## BEGIN RECORDS TO USE

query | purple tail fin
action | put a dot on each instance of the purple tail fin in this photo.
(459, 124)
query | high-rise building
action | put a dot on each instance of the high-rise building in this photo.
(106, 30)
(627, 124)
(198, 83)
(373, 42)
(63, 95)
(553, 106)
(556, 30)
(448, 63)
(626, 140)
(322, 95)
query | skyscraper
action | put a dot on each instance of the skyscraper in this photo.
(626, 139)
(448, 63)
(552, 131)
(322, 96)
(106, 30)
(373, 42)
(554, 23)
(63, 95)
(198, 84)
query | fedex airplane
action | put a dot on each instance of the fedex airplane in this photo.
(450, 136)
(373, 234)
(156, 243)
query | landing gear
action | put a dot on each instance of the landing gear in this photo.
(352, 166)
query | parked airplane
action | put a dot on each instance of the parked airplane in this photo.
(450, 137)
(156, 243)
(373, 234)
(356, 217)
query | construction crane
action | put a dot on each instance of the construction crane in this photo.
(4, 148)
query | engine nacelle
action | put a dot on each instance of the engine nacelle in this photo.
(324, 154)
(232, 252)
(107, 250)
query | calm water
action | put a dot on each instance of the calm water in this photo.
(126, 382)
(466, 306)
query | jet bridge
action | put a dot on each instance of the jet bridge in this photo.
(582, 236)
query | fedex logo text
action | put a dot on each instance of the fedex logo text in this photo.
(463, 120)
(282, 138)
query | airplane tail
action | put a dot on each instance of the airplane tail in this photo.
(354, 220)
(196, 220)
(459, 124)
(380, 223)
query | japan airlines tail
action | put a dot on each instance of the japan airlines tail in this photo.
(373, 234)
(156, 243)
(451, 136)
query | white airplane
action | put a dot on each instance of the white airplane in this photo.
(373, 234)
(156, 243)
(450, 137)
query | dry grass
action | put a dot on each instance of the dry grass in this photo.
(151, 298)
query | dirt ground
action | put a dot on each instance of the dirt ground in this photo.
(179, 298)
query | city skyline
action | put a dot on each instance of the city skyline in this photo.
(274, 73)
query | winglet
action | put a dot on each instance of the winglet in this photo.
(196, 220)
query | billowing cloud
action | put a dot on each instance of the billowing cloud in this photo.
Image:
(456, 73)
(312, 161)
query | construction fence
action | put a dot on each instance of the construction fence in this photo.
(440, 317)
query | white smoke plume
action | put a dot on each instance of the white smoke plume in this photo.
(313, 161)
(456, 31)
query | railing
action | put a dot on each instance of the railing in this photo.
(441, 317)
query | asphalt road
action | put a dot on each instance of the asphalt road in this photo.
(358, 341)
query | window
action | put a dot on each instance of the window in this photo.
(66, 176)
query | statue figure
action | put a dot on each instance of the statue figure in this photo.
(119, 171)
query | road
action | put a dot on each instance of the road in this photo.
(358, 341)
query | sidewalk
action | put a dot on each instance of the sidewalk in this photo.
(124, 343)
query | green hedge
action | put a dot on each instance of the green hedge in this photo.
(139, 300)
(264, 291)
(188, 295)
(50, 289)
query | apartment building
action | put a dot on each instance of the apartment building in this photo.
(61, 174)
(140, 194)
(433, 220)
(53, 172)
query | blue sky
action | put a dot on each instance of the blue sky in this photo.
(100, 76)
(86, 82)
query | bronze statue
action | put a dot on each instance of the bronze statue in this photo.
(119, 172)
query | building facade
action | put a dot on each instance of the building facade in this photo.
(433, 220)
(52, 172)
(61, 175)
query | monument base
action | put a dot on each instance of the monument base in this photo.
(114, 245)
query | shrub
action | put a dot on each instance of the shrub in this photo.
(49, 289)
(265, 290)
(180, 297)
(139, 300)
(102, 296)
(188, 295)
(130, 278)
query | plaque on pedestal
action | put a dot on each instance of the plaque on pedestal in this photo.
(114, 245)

## END RECORDS TO USE

From the line holding "query | blue sky" down to the final line above, quote every line exactly and only those lines.

_TASK ANSWER_:
query | blue sky
action | put a dot on each instance of the blue sky in this photo.
(100, 76)
(86, 82)
query | bronze statue
action | put a dot on each instance of the bronze statue in this photo.
(119, 172)
query | building facade
action | put a dot on each instance of the building facade in this photo.
(433, 220)
(52, 172)
(61, 175)
query | monument base
action | put a dot on each instance of the monument base in this photo.
(114, 245)
query | shrub
action | put a dot on each instance of the shrub in this photo.
(49, 289)
(265, 290)
(180, 297)
(139, 300)
(102, 296)
(188, 295)
(130, 278)
query | plaque on pedestal
action | put a dot on each instance of the plaque on pedestal in this photo.
(114, 245)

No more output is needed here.